STATED TASK> In your copy, repeat the records exactly and leave out the pictures.

PROVIDED DATA>
:::::
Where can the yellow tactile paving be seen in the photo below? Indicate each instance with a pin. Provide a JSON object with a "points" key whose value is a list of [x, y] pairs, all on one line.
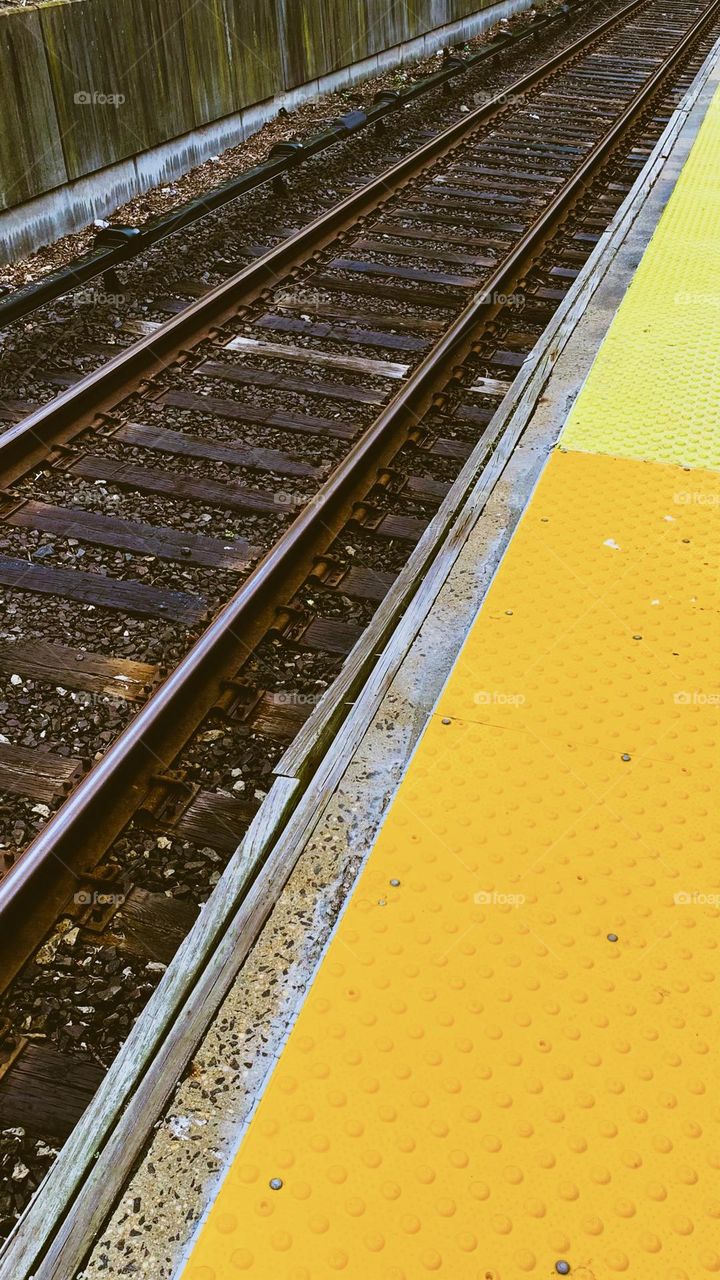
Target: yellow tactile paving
{"points": [[507, 1061], [654, 391], [602, 626]]}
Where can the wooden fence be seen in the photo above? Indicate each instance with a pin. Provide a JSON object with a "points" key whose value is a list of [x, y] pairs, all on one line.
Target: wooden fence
{"points": [[85, 83]]}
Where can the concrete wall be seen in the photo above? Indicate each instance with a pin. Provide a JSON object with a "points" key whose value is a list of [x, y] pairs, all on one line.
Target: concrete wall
{"points": [[101, 99]]}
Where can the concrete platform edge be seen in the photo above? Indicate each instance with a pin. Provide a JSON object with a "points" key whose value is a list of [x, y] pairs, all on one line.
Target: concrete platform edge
{"points": [[414, 667]]}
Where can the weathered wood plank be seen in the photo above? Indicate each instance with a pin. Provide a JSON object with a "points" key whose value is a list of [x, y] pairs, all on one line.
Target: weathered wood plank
{"points": [[332, 333], [393, 292], [45, 1092], [37, 775], [322, 359], [181, 443], [77, 668], [305, 424], [90, 1173], [132, 535], [31, 149], [379, 319], [490, 387], [418, 233], [173, 484], [108, 593], [427, 489], [150, 924], [246, 376], [215, 819], [282, 714], [445, 447], [363, 584], [331, 635], [405, 273], [399, 250]]}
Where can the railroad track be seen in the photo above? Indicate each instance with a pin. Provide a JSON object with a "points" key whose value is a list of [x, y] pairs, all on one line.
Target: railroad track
{"points": [[229, 499]]}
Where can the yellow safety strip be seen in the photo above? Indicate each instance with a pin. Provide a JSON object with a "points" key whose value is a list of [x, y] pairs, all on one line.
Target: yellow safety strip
{"points": [[507, 1063], [654, 391]]}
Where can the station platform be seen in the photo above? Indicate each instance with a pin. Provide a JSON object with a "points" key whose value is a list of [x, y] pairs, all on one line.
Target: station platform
{"points": [[506, 1063]]}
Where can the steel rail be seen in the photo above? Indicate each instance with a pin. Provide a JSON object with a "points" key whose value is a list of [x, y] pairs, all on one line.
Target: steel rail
{"points": [[100, 805], [115, 246], [98, 392]]}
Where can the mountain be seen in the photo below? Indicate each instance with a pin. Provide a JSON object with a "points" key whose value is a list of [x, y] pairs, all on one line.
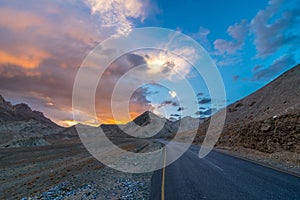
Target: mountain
{"points": [[21, 126], [268, 120], [149, 125]]}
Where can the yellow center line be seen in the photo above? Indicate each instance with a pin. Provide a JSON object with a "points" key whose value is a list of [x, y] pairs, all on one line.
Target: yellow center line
{"points": [[163, 176]]}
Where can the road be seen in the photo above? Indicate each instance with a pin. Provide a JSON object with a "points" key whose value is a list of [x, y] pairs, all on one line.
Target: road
{"points": [[219, 176]]}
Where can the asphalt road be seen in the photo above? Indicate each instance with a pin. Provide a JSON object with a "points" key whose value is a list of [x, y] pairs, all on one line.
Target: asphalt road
{"points": [[220, 176]]}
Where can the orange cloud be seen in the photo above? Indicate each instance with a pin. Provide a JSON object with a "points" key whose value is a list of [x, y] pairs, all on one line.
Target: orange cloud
{"points": [[18, 20], [29, 59]]}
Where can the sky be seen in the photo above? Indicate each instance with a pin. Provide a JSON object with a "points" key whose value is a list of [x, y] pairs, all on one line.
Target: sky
{"points": [[43, 44]]}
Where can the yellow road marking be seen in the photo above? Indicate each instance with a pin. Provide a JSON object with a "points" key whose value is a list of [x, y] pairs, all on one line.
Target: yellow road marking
{"points": [[163, 176]]}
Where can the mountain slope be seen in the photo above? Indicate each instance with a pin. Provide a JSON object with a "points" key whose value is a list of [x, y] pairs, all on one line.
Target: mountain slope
{"points": [[21, 126], [267, 120]]}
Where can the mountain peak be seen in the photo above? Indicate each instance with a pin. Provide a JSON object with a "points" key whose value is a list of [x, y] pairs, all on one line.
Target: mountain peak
{"points": [[22, 107]]}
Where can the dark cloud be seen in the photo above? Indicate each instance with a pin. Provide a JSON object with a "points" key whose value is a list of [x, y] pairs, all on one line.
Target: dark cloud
{"points": [[275, 68], [180, 109], [207, 112], [270, 35], [204, 101]]}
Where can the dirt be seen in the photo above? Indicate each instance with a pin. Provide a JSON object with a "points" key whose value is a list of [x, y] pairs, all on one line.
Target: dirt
{"points": [[66, 172]]}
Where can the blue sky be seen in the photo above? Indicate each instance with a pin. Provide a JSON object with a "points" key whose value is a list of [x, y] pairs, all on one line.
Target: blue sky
{"points": [[44, 43]]}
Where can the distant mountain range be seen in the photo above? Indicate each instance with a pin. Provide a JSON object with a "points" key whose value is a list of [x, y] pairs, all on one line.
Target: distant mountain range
{"points": [[20, 126], [268, 120]]}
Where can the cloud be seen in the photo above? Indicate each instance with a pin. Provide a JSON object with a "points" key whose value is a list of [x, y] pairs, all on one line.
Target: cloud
{"points": [[168, 103], [202, 37], [275, 68], [238, 32], [180, 109], [204, 101], [207, 112], [118, 13], [235, 78], [270, 32]]}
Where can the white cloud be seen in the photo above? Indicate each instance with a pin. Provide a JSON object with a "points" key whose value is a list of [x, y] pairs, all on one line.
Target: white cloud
{"points": [[173, 94], [238, 32], [270, 35], [116, 13]]}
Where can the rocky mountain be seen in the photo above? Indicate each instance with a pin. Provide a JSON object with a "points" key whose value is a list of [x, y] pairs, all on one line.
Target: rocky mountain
{"points": [[21, 126], [268, 120]]}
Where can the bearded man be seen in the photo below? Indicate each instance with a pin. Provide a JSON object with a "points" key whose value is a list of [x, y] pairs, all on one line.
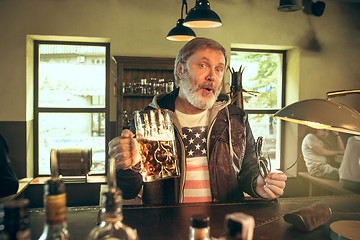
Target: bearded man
{"points": [[226, 165]]}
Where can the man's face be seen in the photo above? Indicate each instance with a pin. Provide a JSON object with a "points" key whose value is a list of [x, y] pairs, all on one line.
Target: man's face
{"points": [[202, 76]]}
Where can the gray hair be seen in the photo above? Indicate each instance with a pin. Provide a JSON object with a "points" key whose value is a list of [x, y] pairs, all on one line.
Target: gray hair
{"points": [[190, 47]]}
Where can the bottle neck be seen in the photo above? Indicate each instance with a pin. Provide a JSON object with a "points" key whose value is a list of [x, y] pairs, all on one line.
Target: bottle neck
{"points": [[199, 233], [55, 209]]}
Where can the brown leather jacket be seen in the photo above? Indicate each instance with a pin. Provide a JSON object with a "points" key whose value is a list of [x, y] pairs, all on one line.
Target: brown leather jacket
{"points": [[230, 174]]}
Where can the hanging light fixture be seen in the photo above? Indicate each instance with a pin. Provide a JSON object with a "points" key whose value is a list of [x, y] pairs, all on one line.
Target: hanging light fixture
{"points": [[201, 16], [290, 5], [323, 114], [180, 32]]}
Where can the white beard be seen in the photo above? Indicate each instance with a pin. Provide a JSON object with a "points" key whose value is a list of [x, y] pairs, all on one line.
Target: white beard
{"points": [[193, 96]]}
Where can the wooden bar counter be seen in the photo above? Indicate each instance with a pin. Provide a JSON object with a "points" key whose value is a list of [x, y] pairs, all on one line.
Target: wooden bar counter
{"points": [[172, 222]]}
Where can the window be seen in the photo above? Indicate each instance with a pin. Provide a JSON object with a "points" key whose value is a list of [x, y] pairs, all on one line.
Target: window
{"points": [[263, 73], [71, 100]]}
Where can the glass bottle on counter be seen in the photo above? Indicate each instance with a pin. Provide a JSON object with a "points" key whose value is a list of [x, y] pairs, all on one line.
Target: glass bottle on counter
:::::
THE REPLY>
Where can the yellow tactile paving be seen in the photo below? Indicate each instance with a pin. Provide a JSON object with a "points" key whose value is a list of [x, y] pairs, all on one line.
Target: yellow tactile paving
{"points": [[507, 1061], [654, 391], [602, 626]]}
Where can the wooden fence be seen in the photo above? Indicate each instance with a pin. Provide a JSON object with a "points" key whose value is a list of [x, y] pairs, all on one line.
Target: wooden fence
{"points": [[85, 83]]}
Where can the concrete wall be seen in the photo above? Indicate each instance with a pin. Provide a JSON object with a "points" key whose value is a list of [x, y] pairs, all on one line.
Target: concrete wall
{"points": [[101, 99]]}
Where can the concrete platform edge be seen in the photo above? Indicate each instance with a pin. Provide a JSON object with a "points" key whose value is a list of [x, y] pairs, all on one line.
Target: concrete platform edge
{"points": [[414, 667]]}
Where can the weathered wood plank be seen in the photo above? Indicate each instance with a pin. Provide a JSON object with a "points" key whose value is a list of [x, y] pairs, all on one line.
Target: weathered wood plank
{"points": [[332, 333], [393, 292], [45, 1092], [37, 775], [322, 359], [181, 443], [77, 668], [305, 424], [90, 1173], [132, 535], [31, 149], [379, 319], [490, 387], [418, 233], [173, 484], [108, 593], [427, 489], [150, 924], [246, 376], [215, 819], [282, 714], [445, 447], [363, 584], [331, 635], [405, 273], [399, 250]]}
Where can the railroad track be seen in the photo above? Indicate each instance with a pin. Provide a JSON object with a "points" key whose value is a list of [x, y] pairs, all on one line.
Target: railroad track
{"points": [[229, 499]]}
Where can the yellow safety strip be seen in the photo above? Indicate each instance with a pin. Provide a JSON object with a "points" key whose value is a list of [x, y] pairs, all on one line.
Target: yellow safety strip
{"points": [[507, 1063], [654, 391]]}
Where can the station platform be seen in the photo above? Indicate each instance with a pin. Provide a JSON object with a "points" key whose value is a list of [x, y] pairs, all on one line.
Target: station platform
{"points": [[506, 1063]]}
Where can the steel rail be seen in the photo above? Indicate each instance with a pin. Provide a JSON object with a "points" key whose value is a list of [x, y] pairs, all on one line.
Target: steel rail
{"points": [[100, 805], [115, 246], [98, 392]]}
Where can the mountain be seen in the photo below? Indicate each instance with a pin. Provide a JSON object with a "points" key whose value is a list of [x, y] pairs, all on one line.
Target: mountain
{"points": [[21, 126], [268, 120], [149, 125]]}
Where can the yellow center line be seen in the photo above? Indicate each instance with a pin. Provide a JSON object with a "points" key whose value is a list of [x, y] pairs, all on one line.
Target: yellow center line
{"points": [[163, 176]]}
Where can the road be seen in the photo above? Indicate each instance with a pin. Provide a JSON object with a "points" key whose value is a list of [x, y] pairs, all on one line.
Target: road
{"points": [[219, 176]]}
Where can the asphalt road be seen in the photo above? Indicate each instance with a pin. Provide a JSON object with a "points" key whose value is a list of [x, y] pairs, all on one line.
Target: asphalt road
{"points": [[220, 176]]}
Where can the orange cloud be seen in the photo above? Indicate each instance with a pin. Provide a JSON object with a "points" key whose value is a list of [x, y] pairs, all on one line.
Target: orange cloud
{"points": [[18, 20], [29, 59]]}
Where can the sky be seen in the photo above? Indicate each instance with a pin. Provide a JSON object with a "points" key whose value is a list of [x, y] pairs, all on one line.
Target: sky
{"points": [[43, 44]]}
Where can the yellow road marking be seen in the photo above? Indicate each instance with a pin. Provide a JSON object with a "points" key whose value is a list of [x, y] pairs, all on one line.
Target: yellow road marking
{"points": [[163, 176]]}
Where can the mountain slope be seen in the photo above? Indicate each instance with a pin. Provide a JSON object with a "points" key whose value is a list of [x, y] pairs, all on one line.
Target: mountain slope
{"points": [[21, 126], [267, 120]]}
Where can the mountain peak be seen in the photo above? Indicate each instance with a pin. Provide a JSON object with a "points" key whose value is a list of [x, y] pairs, all on one line.
Target: mountain peak
{"points": [[22, 107]]}
Where can the dark cloud be seen in the photo above? Indicate each instance with a pin. Provide a JSON object with a "points" key whose value is a list of [x, y] pairs, all on one line.
Target: dark cloud
{"points": [[275, 68], [180, 109], [207, 112], [270, 35], [204, 101]]}
Where can the dirt be seen in the photo above? Indicate each instance with a pin. Provide a JSON object with a "points" key whose value is a list of [x, y] pairs, all on one line.
Target: dirt
{"points": [[66, 172]]}
Where can the blue sky be seen in the photo above? Indicate each instance with a pin. Provide a JSON object with a "points" key whose value is a list of [x, y] pairs, all on one line.
Target: blue sky
{"points": [[44, 43]]}
Where can the distant mountain range be seen in the photo above? Indicate each instance with a pin. Provide a JSON object with a "points" key whose value is a list of [x, y] pairs, all on one line.
Target: distant mountain range
{"points": [[20, 126], [268, 120]]}
Where can the cloud be seen in the photo above? Indicate each instance with a pin. Provide a JSON object with a "points" key whose value is a list of [x, y] pairs, all on one line.
Target: cloud
{"points": [[168, 103], [202, 37], [275, 68], [238, 32], [180, 109], [204, 101], [207, 112], [118, 13], [235, 78], [270, 32]]}
Where can the white cloud be seen in the photo above? Indicate each instance with a pin. Provide a JSON object with a "points" key whose value is a list of [x, y] pairs, all on one line.
Target: white cloud
{"points": [[173, 94], [238, 32], [270, 35], [116, 13]]}
Where can the rocky mountain be seen in the photo above? Indicate each instance with a pin. Provide a JSON object with a "points" key whose value is a list of [x, y] pairs, all on one line.
Target: rocky mountain
{"points": [[21, 126], [268, 120]]}
Where can the bearded man be seen in the photo below? Indicate each instance with a pin. Provide a JSON object with a "points" key whose value is a list of [x, y] pairs, all on one line.
Target: bearded man
{"points": [[226, 165]]}
Where can the man's face be seen in the photo above? Indicate each instance with a pin. Provide a JSON object with a "points" key whose value is a list of [x, y] pairs, all on one line.
Target: man's face
{"points": [[202, 76]]}
Where can the gray hair be seen in the photo above? Indicate each instance with a pin. Provide a JSON object with a "points" key whose value is a list of [x, y] pairs, all on one line.
Target: gray hair
{"points": [[190, 47]]}
Where can the bottle neck be seen in the photo above? Indicate each instance with a pin. Provide a JSON object with a "points" key whose value is a list of [x, y] pairs, all on one line.
Target: bottle neck
{"points": [[199, 233], [55, 209]]}
Where can the brown leather jacket be seen in the photo above? Indicate each instance with a pin. Provide a JSON object with a "points" key whose value is a list of [x, y] pairs, all on one line.
Target: brown leather jacket
{"points": [[230, 174]]}
Where can the hanging light fixture be seen in the photo above? Indicate each instance with a pin. Provide a JSON object with a "points" key whose value is a list of [x, y] pairs, all on one line.
Target: hanging light fixture
{"points": [[201, 16], [290, 5], [323, 114], [180, 32]]}
Where can the white beard be seen in the photo above? Indicate each instance with a pin. Provide a JSON object with a "points" key whose value is a list of [x, y] pairs, all on one line.
Target: white beard
{"points": [[193, 96]]}
Where can the wooden bar counter be seen in the photo above? Indicate each instance with a pin. Provide a JSON object with a "points" key whose value is a list of [x, y] pairs, all on one line.
Target: wooden bar counter
{"points": [[172, 222]]}
Where can the window be seen in the photo above? Indicate each instance with a pin. Provide a JSON object with a "points" key whose value is a list of [x, y] pairs, all on one line.
Target: window
{"points": [[263, 73], [71, 100]]}
Where can the glass bottle on counter be seen in the photo above? Indicate each instance with a pin. Provide a JSON object with a "points" key whose value is a list of [x, y] pairs, all on one line.
Target: glass bottle on counter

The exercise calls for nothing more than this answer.